[Items listed in a dataset]
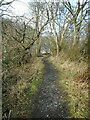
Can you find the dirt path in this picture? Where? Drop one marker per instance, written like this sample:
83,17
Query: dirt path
49,102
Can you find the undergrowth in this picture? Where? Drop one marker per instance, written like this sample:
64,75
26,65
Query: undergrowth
73,77
20,86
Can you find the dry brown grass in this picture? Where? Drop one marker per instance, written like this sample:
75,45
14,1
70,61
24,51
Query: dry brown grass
73,77
23,86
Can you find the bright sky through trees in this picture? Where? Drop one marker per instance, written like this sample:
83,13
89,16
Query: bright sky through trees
21,6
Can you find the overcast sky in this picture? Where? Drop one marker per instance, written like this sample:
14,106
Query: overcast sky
21,6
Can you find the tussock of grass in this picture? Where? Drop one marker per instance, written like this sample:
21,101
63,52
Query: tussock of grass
20,94
77,91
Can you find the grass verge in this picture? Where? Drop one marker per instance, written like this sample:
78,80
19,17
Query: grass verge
73,77
22,84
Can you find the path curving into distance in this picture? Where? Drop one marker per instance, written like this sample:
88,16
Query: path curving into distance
49,102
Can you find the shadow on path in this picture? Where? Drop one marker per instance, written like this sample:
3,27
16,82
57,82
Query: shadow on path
49,102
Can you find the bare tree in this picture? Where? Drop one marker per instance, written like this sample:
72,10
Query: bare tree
78,14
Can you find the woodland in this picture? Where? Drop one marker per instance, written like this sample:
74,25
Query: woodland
54,33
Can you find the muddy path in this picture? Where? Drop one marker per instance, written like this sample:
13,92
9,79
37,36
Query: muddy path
49,102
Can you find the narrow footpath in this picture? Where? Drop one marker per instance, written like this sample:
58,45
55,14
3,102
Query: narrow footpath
49,102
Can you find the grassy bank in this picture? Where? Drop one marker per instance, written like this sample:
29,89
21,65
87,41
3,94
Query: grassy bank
73,77
21,86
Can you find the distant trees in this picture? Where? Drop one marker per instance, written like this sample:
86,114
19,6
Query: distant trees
77,15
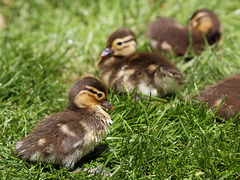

§ **Your assignment**
Without the pictures, print the records in full, exactly as they appear.

§ **Answer to the exercise**
Can you find the dirt path in this picture? Where? Drop one marker per instance, written like this sample:
83,17
Query: dirt path
49,102
Can you find the undergrowth in this picture? Where? Drop one marker per instance, written like this sample:
64,75
26,65
Query: undergrowth
73,77
20,86
Can you find the dry brown grass in this picture? Where? Drop one marker per instance, written like this sample:
75,45
14,1
70,61
24,51
Query: dry brown grass
73,77
23,86
Can you find the bright sky through trees in this picture? Where? Drop one marker per instance, written like this sample:
83,13
89,16
Query: bright sky through trees
21,6
Can you find the overcast sky in this picture? Where? Drop one marker per instance, written like this sample:
14,106
Query: overcast sky
21,6
Can you find the tussock of grass in this picture? Where? Drop one marker per instance, written like this sample:
21,101
63,52
Query: tussock of grass
20,94
77,91
Can you find the grass verge in this picture? Where? Drop one marker per instance, written like this sample:
78,80
19,17
Query: grass verge
73,77
22,84
Can you find the path curving into distance in this picture? Where? Drop one marker per instance, written like this sample:
88,16
Query: path curving into distance
49,102
Can you find the shadow on path in this picture? Where? Drop one marker per instance, written like this sample:
3,27
16,82
57,82
Query: shadow on path
49,102
Can you find the bare tree in this picture? Where? Drop one marker per instance, written like this sample:
72,10
Query: bare tree
78,14
Can you find the woodland in this picture? Where? Drop one marker per instance, written like this sample:
74,25
Query: woodland
54,33
Can you find the muddy path in this picture? Where? Drop one marker per instance, written like this sample:
13,92
9,79
37,36
Query: muddy path
49,102
Can you find the narrow footpath in this picture? Where? Drop one marker per instance, written like this sample:
58,45
55,14
3,102
Query: narrow footpath
49,102
Can you find the grassy bank in this picture? Where? Drop one marker per instance, written like this sample:
29,89
21,65
87,41
3,94
Query: grassy bank
73,77
21,86
Can you find the distant trees in this picture? Where? Drop one marker per instance, written like this sample:
86,114
19,6
Query: distant trees
77,15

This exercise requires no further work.